◆ Reading text ◆
Soft versus hard: why dopants matter
The distinction between "soft" and "hard" PZT arises from the type of dopant substituted into the perovskite lattice:
Donor dopants (e.g., La3+ replacing Pb2+, or Nb5+ replacing Zr4+/Ti4+) create lead vacancies. These vacancies increase domain wall mobility, resulting in higher d coefficients, lower Qm, higher dielectric losses, and lower coercive field. These are the "soft" compositions.
Acceptor dopants (e.g., Fe3+ or Mn2+ replacing Zr4+/Ti4+) create oxygen vacancies. These vacancies pin domain walls, making them harder to move. The result is lower d coefficients, higher Qm, lower dielectric losses, and higher coercive field. These are the "hard" compositions that motors require.
The oxygen vacancy pinning mechanism is critical for motor applications. Under sustained AC drive, domain walls oscillate back and forth. In soft PZT, these oscillations are large and dissipative, converting electrical energy to heat. In hard PZT, the pinned domain walls vibrate only slightly, keeping losses low. This is why Qm differs by a factor of 10 to 15 between soft and hard grades.

◆ Data shown ◆
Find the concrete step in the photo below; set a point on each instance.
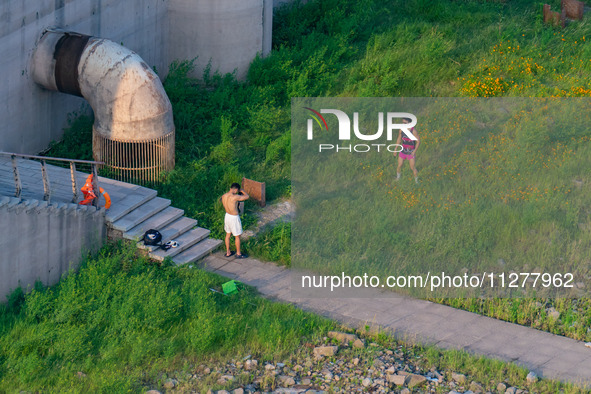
(157, 222)
(171, 231)
(185, 240)
(197, 251)
(141, 213)
(129, 203)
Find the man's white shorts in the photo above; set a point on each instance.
(232, 224)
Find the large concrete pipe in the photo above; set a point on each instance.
(133, 131)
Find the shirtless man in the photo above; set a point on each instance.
(232, 223)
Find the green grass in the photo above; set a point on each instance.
(122, 320)
(272, 244)
(227, 129)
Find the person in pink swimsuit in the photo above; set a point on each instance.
(409, 151)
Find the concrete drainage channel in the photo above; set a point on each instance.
(143, 210)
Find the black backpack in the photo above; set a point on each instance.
(153, 238)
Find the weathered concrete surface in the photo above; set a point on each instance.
(31, 116)
(42, 241)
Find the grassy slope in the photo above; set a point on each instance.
(228, 129)
(128, 324)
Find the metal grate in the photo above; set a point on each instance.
(135, 161)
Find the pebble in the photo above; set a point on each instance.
(170, 384)
(358, 344)
(326, 351)
(415, 380)
(398, 380)
(342, 336)
(371, 369)
(286, 380)
(458, 377)
(476, 387)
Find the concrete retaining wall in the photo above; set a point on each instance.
(41, 241)
(228, 32)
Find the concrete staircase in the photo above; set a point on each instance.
(134, 210)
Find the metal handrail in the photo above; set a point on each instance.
(46, 187)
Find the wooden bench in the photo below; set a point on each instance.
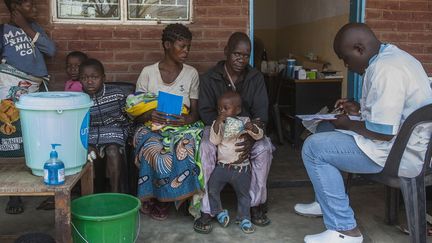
(16, 180)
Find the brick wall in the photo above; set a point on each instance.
(406, 23)
(125, 50)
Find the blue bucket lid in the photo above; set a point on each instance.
(54, 101)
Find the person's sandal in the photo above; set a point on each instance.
(159, 212)
(223, 218)
(246, 226)
(202, 225)
(14, 205)
(47, 204)
(258, 217)
(146, 207)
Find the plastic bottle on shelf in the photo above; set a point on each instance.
(54, 171)
(264, 64)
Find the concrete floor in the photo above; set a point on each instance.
(288, 185)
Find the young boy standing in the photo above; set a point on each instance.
(230, 168)
(73, 61)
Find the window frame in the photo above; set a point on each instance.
(123, 17)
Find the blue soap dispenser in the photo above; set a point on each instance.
(54, 173)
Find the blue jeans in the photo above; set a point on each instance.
(325, 154)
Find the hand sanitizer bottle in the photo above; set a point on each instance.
(54, 169)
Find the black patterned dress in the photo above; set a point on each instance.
(109, 123)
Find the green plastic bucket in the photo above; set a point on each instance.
(105, 218)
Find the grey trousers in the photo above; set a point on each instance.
(239, 179)
(261, 158)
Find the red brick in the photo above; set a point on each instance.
(206, 22)
(126, 34)
(144, 45)
(116, 67)
(218, 34)
(414, 6)
(394, 36)
(103, 56)
(223, 11)
(382, 24)
(373, 14)
(153, 56)
(420, 37)
(234, 22)
(98, 34)
(397, 15)
(205, 45)
(208, 2)
(84, 45)
(422, 16)
(129, 56)
(138, 67)
(390, 5)
(65, 34)
(412, 48)
(205, 56)
(115, 45)
(151, 33)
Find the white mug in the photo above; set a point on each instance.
(91, 12)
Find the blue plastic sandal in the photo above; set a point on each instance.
(247, 227)
(223, 218)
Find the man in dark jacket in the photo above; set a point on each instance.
(235, 74)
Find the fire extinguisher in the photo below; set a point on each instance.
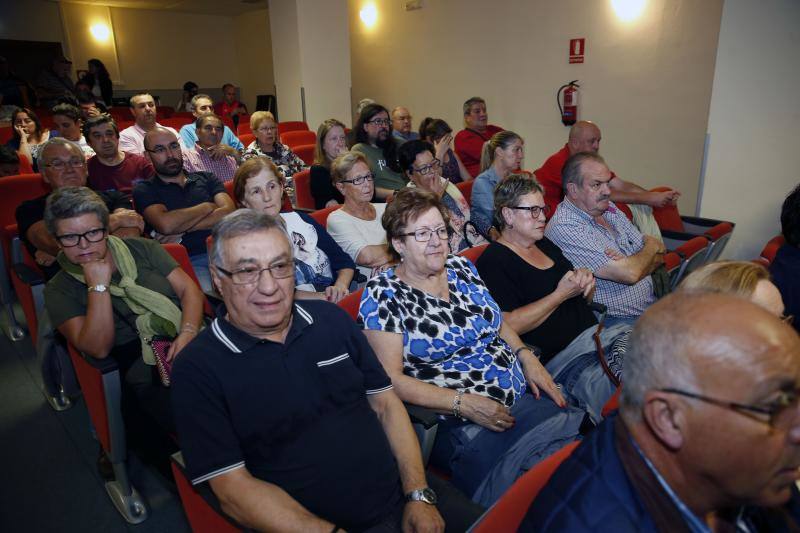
(569, 108)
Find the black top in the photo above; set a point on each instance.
(30, 212)
(514, 283)
(295, 414)
(322, 188)
(199, 187)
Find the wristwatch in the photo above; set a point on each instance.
(425, 495)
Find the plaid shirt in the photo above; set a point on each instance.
(584, 243)
(196, 159)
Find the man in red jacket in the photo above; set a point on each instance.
(477, 131)
(585, 136)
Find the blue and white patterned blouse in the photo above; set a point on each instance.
(453, 344)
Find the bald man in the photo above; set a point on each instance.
(708, 432)
(585, 136)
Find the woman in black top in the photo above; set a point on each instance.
(331, 141)
(543, 297)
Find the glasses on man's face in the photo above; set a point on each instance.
(425, 234)
(161, 149)
(59, 164)
(358, 180)
(68, 240)
(786, 401)
(433, 166)
(533, 210)
(250, 275)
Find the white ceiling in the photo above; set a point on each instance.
(205, 7)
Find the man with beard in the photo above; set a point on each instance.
(111, 168)
(594, 234)
(179, 206)
(143, 109)
(374, 139)
(585, 136)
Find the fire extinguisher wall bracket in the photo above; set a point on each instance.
(568, 104)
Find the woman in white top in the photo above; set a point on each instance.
(357, 227)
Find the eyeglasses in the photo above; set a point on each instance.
(358, 180)
(785, 401)
(69, 240)
(59, 165)
(249, 275)
(534, 210)
(430, 167)
(425, 234)
(160, 149)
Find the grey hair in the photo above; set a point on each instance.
(242, 222)
(60, 141)
(508, 192)
(572, 172)
(71, 202)
(197, 97)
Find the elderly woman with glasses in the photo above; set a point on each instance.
(322, 269)
(443, 341)
(356, 226)
(113, 296)
(545, 299)
(424, 170)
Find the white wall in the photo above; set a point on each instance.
(754, 157)
(647, 84)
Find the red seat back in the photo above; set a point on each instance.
(510, 509)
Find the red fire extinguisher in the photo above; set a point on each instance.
(568, 105)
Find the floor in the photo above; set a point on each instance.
(48, 460)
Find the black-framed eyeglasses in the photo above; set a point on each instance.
(358, 180)
(249, 275)
(425, 234)
(160, 149)
(68, 240)
(430, 167)
(784, 401)
(534, 210)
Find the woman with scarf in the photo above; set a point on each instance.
(113, 296)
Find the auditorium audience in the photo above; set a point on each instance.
(707, 431)
(28, 135)
(439, 133)
(401, 125)
(477, 131)
(544, 298)
(111, 297)
(322, 269)
(356, 227)
(111, 168)
(68, 121)
(331, 143)
(202, 104)
(592, 233)
(180, 206)
(143, 109)
(424, 171)
(785, 268)
(62, 164)
(267, 143)
(283, 409)
(208, 154)
(443, 342)
(501, 155)
(373, 138)
(585, 136)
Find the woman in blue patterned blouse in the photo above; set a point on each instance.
(441, 338)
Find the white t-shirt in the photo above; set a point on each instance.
(353, 234)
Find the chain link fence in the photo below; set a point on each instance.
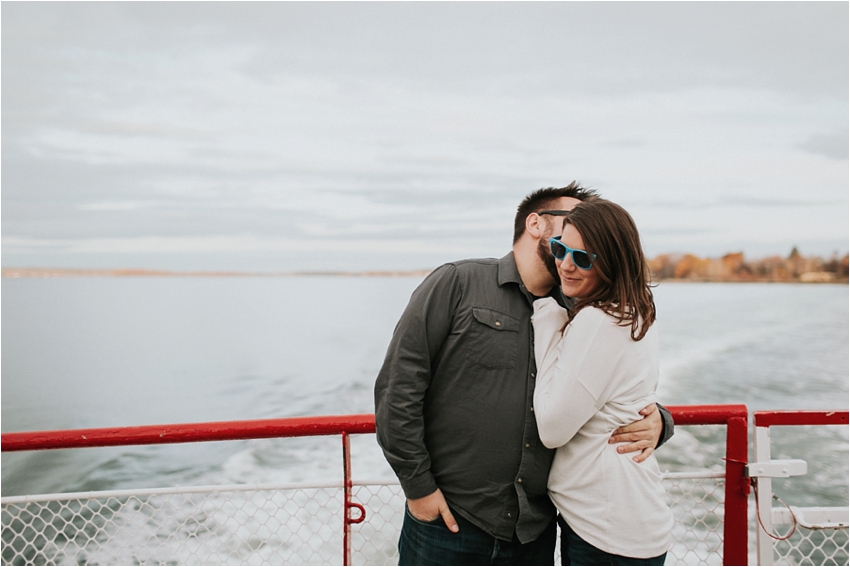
(270, 525)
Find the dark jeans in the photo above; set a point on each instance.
(576, 551)
(431, 543)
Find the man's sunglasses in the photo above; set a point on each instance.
(581, 258)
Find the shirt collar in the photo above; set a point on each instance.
(509, 273)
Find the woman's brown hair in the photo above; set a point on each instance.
(625, 289)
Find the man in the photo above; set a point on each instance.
(453, 404)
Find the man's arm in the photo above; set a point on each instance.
(645, 435)
(401, 387)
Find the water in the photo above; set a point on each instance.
(99, 352)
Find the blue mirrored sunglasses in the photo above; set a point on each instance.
(581, 258)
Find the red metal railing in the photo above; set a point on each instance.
(734, 417)
(770, 418)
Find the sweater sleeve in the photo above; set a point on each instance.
(574, 370)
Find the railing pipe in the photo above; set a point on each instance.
(733, 416)
(188, 432)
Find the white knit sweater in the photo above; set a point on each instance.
(591, 379)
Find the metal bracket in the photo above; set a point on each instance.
(777, 468)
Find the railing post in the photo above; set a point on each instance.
(346, 524)
(735, 528)
(348, 504)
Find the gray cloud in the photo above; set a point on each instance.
(832, 146)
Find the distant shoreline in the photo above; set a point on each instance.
(14, 273)
(136, 272)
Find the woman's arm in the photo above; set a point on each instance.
(562, 403)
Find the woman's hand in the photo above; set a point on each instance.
(642, 435)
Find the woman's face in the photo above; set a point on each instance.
(575, 282)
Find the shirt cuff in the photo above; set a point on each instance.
(419, 486)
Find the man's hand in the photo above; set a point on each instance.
(642, 435)
(431, 507)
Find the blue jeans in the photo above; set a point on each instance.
(431, 543)
(576, 551)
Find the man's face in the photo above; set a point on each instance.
(552, 227)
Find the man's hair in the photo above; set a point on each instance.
(543, 199)
(624, 289)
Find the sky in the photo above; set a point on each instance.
(285, 136)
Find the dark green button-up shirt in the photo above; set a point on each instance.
(453, 400)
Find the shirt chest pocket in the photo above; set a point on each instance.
(493, 339)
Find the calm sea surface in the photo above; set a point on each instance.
(98, 352)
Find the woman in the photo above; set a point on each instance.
(597, 367)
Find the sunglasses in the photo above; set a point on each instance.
(581, 258)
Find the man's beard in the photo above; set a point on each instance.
(545, 254)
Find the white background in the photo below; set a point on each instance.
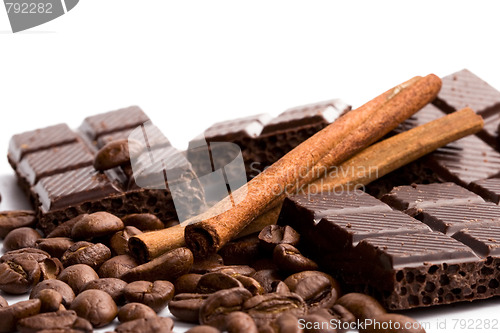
(190, 64)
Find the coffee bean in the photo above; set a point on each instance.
(96, 225)
(273, 235)
(393, 323)
(250, 284)
(117, 266)
(187, 306)
(146, 325)
(54, 246)
(77, 276)
(64, 229)
(116, 153)
(169, 266)
(21, 238)
(65, 319)
(14, 219)
(96, 306)
(217, 306)
(143, 222)
(287, 323)
(361, 306)
(93, 255)
(289, 258)
(3, 302)
(51, 300)
(119, 241)
(266, 308)
(10, 315)
(133, 311)
(154, 294)
(212, 282)
(68, 295)
(203, 329)
(187, 283)
(266, 278)
(114, 287)
(242, 251)
(240, 322)
(19, 274)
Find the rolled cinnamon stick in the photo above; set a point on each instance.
(349, 134)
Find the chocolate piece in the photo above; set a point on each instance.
(113, 121)
(43, 138)
(411, 199)
(489, 189)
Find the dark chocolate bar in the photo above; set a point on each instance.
(395, 257)
(55, 168)
(263, 141)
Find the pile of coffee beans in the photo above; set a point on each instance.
(82, 276)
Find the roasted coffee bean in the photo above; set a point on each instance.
(169, 266)
(266, 308)
(392, 323)
(207, 264)
(212, 282)
(146, 325)
(217, 306)
(133, 311)
(287, 323)
(117, 266)
(77, 276)
(19, 274)
(93, 255)
(317, 291)
(64, 229)
(187, 306)
(187, 283)
(96, 306)
(14, 219)
(203, 329)
(116, 153)
(51, 300)
(238, 321)
(54, 246)
(361, 306)
(242, 251)
(21, 238)
(10, 315)
(266, 278)
(250, 284)
(289, 258)
(114, 287)
(3, 302)
(68, 295)
(144, 222)
(156, 294)
(65, 319)
(273, 235)
(119, 241)
(96, 225)
(279, 287)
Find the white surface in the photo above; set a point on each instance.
(189, 64)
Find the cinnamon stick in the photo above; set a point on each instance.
(347, 135)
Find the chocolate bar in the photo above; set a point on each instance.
(264, 140)
(55, 168)
(396, 257)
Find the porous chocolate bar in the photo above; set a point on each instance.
(55, 168)
(262, 139)
(393, 256)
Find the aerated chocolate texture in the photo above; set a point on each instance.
(54, 166)
(264, 140)
(449, 255)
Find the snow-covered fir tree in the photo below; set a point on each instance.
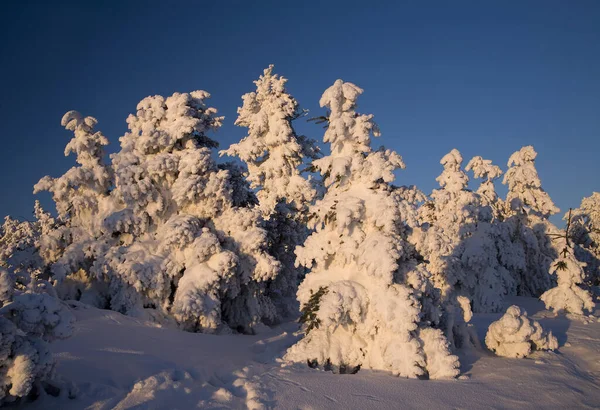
(457, 237)
(72, 243)
(525, 239)
(188, 248)
(361, 298)
(488, 172)
(274, 155)
(568, 296)
(585, 235)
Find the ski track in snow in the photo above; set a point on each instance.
(117, 362)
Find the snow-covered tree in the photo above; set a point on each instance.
(187, 247)
(72, 243)
(585, 234)
(457, 237)
(525, 191)
(449, 218)
(28, 321)
(567, 296)
(526, 246)
(274, 154)
(516, 335)
(361, 297)
(484, 169)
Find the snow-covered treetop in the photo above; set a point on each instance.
(588, 212)
(453, 178)
(349, 134)
(163, 124)
(484, 169)
(167, 146)
(86, 144)
(524, 185)
(77, 190)
(272, 150)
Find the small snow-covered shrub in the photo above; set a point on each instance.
(27, 324)
(568, 296)
(515, 335)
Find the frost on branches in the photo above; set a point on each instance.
(187, 247)
(484, 169)
(72, 243)
(28, 321)
(567, 296)
(274, 153)
(585, 234)
(515, 335)
(369, 313)
(458, 236)
(526, 247)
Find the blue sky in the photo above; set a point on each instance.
(483, 77)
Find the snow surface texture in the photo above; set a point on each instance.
(515, 335)
(132, 369)
(27, 323)
(370, 315)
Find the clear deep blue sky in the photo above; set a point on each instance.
(485, 77)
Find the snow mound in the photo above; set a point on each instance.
(515, 335)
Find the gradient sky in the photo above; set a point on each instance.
(485, 77)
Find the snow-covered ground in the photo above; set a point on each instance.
(114, 361)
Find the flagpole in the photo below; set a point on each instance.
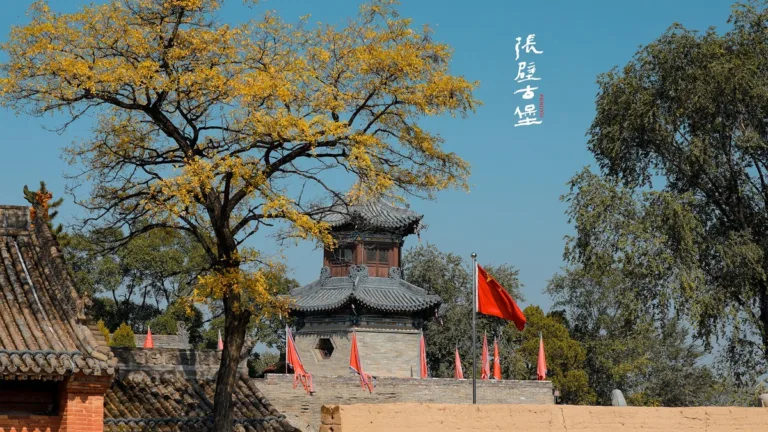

◆ To be done ◆
1 – Please pick out every line of the entries that contains the string "with", treating uppercase and lowercase as different.
2 – Extend the passage on soft and hard PZT, starting after its final sentence.
The passage on PZT dopants and the entries have unrelated origins.

◆ Responses in order ◆
1 –
Find the man with beard in the photo above; set a point on each instance.
Find the elderly woman with glasses in the photo above; set a point on each instance.
Find the woman with scarf in the photo above; set a point on each instance.

2 –
The lead-free question
RoHS and REACH regulations have driven significant research into lead-free piezoceramics. The main contender families are compared below.
| Property | PZT-4 (reference) | BaTiO3 | KNN (optimized) | BNT-BT | BCTZ |
|---|---|---|---|---|---|
| d33 (pC/N) | 289 | 190 | 300-450 | 150-200 | 500-620 |
| Qm | 500 | 300 | 200-400 | 100-200 | 50-100 |
| Tc or Td (C) | 328 | 120 | 400-420 | 150-200 | 60-90 |
| tan delta (%) | 0.4 | 1.0 | 1.0-3.0 | 1.5-3.0 | 2.0-4.0 |
| d33 * Qm (10^3) | 145 | 57 | 60-180 | 15-40 | 25-62 |
| Maturity | Production | Production | Lab/pilot | Lab/pilot | Lab |
| Cost (relative) | 1x | 0.7x | 2-3x | 2-3x | 3-5x |
Key observations for the motor engineer:
- BaTiO3 has been a production material for decades, but its low Curie temperature (120 C) and moderate d33 limit its usefulness. It works in room-temperature, low-power applications.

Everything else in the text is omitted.